[start Dataset]

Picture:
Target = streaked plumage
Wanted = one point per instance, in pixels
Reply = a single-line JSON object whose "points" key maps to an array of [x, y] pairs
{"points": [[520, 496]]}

[end Dataset]

* Written problem: Nothing should be left out: repeat all of the data exactly.

* Solution for this problem:
Picture:
Target = streaked plumage
Wanted = one point per instance, in pixels
Reply = a single-line JSON object whose "points" key maps to an array of [x, y] pairs
{"points": [[520, 496]]}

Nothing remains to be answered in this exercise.